-- BEGIN MATERIAL FOR THIS EXERCISE --

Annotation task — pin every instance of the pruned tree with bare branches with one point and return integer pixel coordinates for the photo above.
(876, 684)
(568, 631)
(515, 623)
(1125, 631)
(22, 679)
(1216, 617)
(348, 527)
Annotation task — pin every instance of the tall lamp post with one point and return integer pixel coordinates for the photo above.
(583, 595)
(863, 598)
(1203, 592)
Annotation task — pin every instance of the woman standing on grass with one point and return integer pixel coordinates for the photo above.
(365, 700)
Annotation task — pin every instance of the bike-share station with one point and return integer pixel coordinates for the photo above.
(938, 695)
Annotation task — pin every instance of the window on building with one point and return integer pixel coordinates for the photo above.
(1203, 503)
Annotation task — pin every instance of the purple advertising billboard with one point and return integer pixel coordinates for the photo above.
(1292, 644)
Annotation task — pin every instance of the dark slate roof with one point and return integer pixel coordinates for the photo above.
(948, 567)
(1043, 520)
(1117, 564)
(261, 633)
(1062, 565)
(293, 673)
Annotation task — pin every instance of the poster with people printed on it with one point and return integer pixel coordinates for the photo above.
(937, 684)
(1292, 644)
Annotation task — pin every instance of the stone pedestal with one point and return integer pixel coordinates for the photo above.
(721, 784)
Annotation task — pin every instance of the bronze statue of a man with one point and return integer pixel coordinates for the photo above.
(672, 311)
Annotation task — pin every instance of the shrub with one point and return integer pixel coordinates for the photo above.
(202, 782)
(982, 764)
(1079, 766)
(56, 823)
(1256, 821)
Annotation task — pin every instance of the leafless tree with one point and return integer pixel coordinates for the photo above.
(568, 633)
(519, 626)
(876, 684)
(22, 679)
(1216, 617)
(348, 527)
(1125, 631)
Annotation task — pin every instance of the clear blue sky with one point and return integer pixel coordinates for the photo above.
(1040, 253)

-- END MATERIAL FOR THIS EXERCISE --

- _TASK INSTRUCTIONS_
Reproduce all of the records above as a single numbered list, omitting any blank lines.

- _WRITTEN ANSWER_
1. Annotation task — pin every instance of the pruned tree with bare branches with one point and return integer pixel coordinates for the photo above.
2. (876, 684)
3. (568, 631)
4. (515, 623)
5. (1125, 631)
6. (22, 679)
7. (1216, 617)
8. (348, 527)
9. Annotation task — pin every instance of the tall lamp post with one point and return integer pixel coordinates for the photo above.
10. (583, 595)
11. (863, 598)
12. (1203, 592)
13. Annotation task — pin every instance of the woman standing on grass with one point and return integer pixel coordinates for the photo above.
14. (365, 700)
15. Annotation task — pin every instance of the bike-share station with one point and return integer pixel coordinates for the photo above.
16. (938, 695)
17. Annotation task — pin every instance of the window on building with one point and return integer pixel coordinates for the photo above.
18. (1203, 503)
19. Annotation task — pin every instance of the purple advertising billboard with one point and return integer pixel coordinates for the photo above.
20. (1292, 644)
21. Annotation task — pin every instance of the dark slate roof with one point and return integer pixel coordinates for the photo above.
22. (948, 567)
23. (1043, 520)
24. (1117, 564)
25. (261, 633)
26. (1062, 565)
27. (293, 673)
28. Annotation task — pin every instance of the poster with people printed on it with one point and return integer pixel coordinates for the photo above.
29. (937, 684)
30. (1292, 644)
31. Annotation task — pin every instance of the stone pedestal with one point and return integer pixel coordinates for the photo above.
32. (721, 784)
33. Annotation task — pin every instance of the bronze statue of a man with one point and return integer pixel coordinates for the photo above.
34. (672, 311)
35. Annotation task — pin every instance of the shrub with one point and return integer pixel coordinates for the photo above.
36. (202, 782)
37. (982, 764)
38. (1079, 766)
39. (56, 823)
40. (1256, 821)
41. Annotation task — pin every instance of the leafless tree with one point and return integer pixel coordinates for the photo above.
42. (568, 633)
43. (519, 626)
44. (876, 684)
45. (22, 679)
46. (1216, 617)
47. (348, 527)
48. (1125, 631)
49. Annotation task — pin every instance of the clear blue sky with one point and return integer pixel coordinates for the photo above.
50. (1040, 253)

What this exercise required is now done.